>> BEGIN EXTRACTED ENTRIES

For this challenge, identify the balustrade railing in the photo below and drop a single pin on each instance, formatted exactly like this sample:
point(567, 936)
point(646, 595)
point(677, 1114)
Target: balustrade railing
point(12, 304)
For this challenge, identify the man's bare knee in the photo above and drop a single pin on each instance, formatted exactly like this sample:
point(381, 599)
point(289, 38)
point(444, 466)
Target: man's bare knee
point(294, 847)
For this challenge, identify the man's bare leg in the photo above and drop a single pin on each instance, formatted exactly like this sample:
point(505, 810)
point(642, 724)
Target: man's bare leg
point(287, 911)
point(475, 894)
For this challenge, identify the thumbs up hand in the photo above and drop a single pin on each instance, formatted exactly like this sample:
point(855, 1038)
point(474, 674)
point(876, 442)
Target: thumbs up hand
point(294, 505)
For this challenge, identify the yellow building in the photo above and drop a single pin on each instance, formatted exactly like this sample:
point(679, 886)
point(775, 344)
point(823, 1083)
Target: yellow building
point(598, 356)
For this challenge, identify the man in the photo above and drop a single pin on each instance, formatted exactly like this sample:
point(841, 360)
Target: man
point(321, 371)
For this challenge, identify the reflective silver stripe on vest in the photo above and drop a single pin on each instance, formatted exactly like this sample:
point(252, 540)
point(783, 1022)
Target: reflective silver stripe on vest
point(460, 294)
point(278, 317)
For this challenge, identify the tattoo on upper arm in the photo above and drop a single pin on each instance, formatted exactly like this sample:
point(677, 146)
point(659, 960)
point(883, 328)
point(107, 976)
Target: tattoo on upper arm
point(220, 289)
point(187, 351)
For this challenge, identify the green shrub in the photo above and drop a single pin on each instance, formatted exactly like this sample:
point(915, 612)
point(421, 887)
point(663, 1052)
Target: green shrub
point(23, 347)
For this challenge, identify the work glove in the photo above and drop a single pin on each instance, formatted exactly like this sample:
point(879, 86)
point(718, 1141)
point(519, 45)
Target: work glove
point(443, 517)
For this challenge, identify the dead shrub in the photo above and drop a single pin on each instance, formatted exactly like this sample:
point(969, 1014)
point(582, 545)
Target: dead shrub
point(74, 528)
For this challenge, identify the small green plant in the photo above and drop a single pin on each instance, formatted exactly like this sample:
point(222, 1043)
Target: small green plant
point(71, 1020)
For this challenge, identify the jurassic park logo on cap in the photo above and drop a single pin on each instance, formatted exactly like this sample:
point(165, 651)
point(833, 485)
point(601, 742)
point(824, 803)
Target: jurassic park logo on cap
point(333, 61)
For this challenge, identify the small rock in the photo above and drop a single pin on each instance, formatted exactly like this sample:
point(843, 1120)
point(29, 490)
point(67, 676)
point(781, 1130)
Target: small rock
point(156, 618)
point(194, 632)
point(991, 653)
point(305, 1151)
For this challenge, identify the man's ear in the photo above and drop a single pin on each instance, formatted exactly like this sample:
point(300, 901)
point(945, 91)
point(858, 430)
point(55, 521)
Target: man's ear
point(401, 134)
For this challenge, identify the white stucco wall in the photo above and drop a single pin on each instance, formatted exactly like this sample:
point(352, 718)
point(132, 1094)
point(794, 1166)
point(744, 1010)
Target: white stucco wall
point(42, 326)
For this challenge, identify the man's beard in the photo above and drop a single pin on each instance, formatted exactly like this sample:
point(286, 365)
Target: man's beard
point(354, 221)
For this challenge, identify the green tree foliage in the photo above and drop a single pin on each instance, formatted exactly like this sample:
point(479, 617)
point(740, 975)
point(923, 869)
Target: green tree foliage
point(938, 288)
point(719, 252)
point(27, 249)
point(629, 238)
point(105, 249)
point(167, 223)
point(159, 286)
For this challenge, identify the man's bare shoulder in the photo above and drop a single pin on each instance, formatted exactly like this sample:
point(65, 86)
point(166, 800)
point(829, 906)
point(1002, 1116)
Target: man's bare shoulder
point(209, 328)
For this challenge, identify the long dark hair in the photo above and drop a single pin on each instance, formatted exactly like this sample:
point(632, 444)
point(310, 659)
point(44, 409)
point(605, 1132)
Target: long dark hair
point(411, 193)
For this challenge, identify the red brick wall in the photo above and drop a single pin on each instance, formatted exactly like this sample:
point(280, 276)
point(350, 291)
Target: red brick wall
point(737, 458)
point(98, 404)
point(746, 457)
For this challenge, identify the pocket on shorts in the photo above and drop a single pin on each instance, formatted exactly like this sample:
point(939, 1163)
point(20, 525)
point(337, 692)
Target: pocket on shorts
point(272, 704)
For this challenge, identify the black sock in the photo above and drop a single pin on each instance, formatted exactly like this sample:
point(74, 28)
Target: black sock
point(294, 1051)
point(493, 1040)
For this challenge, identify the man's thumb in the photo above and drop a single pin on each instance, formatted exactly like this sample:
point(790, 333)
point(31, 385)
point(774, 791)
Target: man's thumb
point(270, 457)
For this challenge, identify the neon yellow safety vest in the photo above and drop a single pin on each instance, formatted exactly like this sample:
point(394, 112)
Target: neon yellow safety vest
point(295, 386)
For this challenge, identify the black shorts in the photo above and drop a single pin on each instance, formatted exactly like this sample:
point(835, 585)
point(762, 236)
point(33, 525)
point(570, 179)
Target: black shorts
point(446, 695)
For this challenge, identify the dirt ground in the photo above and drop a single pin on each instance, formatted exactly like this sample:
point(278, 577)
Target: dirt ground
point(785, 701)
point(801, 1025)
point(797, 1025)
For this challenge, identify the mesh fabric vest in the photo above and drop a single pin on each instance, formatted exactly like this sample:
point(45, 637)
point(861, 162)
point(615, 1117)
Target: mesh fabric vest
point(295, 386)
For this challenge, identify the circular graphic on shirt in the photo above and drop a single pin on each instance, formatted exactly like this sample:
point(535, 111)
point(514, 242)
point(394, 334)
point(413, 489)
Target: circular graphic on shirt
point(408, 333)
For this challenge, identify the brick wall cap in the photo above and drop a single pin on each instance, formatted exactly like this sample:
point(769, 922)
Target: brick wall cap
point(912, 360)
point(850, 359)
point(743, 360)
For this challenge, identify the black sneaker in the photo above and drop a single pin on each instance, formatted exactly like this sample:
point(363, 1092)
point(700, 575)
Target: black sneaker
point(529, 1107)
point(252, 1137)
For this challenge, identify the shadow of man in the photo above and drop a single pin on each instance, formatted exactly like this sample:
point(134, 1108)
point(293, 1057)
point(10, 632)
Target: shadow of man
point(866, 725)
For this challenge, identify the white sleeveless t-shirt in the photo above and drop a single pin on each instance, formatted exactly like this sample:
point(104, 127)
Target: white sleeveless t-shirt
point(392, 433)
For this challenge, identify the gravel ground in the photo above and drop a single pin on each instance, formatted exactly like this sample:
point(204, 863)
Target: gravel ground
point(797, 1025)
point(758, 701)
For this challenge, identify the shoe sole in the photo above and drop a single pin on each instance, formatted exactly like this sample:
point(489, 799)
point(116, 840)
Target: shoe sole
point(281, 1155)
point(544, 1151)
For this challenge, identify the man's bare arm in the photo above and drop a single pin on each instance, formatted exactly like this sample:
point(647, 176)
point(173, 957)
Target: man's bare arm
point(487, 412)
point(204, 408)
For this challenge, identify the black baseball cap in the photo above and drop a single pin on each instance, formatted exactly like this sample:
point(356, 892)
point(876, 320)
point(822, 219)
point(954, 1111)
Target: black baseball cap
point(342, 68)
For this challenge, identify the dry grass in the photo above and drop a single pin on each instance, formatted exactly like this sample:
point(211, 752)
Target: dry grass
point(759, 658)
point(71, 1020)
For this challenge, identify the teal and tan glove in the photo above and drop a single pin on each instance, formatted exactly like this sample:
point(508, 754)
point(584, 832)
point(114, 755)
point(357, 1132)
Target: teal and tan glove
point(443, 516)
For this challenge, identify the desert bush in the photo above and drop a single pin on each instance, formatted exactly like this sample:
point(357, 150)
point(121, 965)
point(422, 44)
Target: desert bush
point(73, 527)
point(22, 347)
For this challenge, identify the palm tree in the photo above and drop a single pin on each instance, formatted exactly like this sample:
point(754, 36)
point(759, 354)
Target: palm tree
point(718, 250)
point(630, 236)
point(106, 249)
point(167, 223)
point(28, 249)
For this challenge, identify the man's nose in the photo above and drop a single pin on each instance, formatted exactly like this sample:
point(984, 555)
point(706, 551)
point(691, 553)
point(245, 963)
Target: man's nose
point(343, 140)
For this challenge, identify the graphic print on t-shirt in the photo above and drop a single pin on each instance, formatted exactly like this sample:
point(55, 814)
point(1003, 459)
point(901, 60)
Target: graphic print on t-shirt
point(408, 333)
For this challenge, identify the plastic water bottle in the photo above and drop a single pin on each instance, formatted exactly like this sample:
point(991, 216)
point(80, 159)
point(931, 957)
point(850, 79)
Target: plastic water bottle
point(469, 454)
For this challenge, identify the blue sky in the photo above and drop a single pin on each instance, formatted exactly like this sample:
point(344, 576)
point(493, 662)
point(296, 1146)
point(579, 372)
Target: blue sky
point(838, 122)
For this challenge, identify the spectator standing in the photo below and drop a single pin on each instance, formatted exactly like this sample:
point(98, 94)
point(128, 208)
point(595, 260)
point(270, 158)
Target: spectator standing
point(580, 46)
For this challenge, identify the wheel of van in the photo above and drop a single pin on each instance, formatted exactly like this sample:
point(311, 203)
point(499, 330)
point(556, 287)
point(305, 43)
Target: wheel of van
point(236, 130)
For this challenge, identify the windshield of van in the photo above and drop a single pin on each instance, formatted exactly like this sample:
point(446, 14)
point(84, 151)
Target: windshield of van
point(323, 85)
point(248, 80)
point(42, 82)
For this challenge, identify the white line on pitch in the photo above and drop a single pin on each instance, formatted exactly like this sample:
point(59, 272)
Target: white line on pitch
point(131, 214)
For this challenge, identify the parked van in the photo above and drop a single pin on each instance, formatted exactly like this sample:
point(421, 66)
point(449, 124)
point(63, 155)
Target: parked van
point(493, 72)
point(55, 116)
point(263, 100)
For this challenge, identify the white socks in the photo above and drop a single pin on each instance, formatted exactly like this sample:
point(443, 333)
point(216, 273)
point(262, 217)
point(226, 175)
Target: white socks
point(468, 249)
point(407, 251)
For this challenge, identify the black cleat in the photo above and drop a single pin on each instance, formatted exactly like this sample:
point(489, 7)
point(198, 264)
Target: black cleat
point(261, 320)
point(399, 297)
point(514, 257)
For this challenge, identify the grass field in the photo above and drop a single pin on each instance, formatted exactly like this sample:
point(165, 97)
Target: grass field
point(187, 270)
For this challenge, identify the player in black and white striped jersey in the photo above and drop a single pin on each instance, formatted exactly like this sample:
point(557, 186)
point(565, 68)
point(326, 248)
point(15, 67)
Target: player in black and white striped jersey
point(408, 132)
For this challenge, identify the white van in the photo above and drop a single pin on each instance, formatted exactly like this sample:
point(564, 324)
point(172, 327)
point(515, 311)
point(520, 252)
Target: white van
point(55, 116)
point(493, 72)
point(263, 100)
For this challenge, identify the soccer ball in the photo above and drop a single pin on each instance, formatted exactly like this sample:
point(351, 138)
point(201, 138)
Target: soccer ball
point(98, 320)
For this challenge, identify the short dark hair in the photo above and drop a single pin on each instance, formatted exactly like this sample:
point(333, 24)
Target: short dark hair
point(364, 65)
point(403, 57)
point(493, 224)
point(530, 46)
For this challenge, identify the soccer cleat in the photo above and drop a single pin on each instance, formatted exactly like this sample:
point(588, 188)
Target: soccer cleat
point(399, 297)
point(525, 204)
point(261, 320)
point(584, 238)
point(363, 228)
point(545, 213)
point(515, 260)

>> END EXTRACTED ENTRIES

### YOUR GOAL
Lay out everything in the data from the line containing "For this challenge, identify the grass" down to the line containing "point(187, 270)" as a JSON list of strings, one per line and leaving out blank lines.

### OUTPUT OF THE TASK
[
  "For this challenge, identify the grass field in the photo above and drop a single pin on each instance, formatted exactly like this sample:",
  "point(165, 97)",
  "Target: grass field",
  "point(187, 270)"
]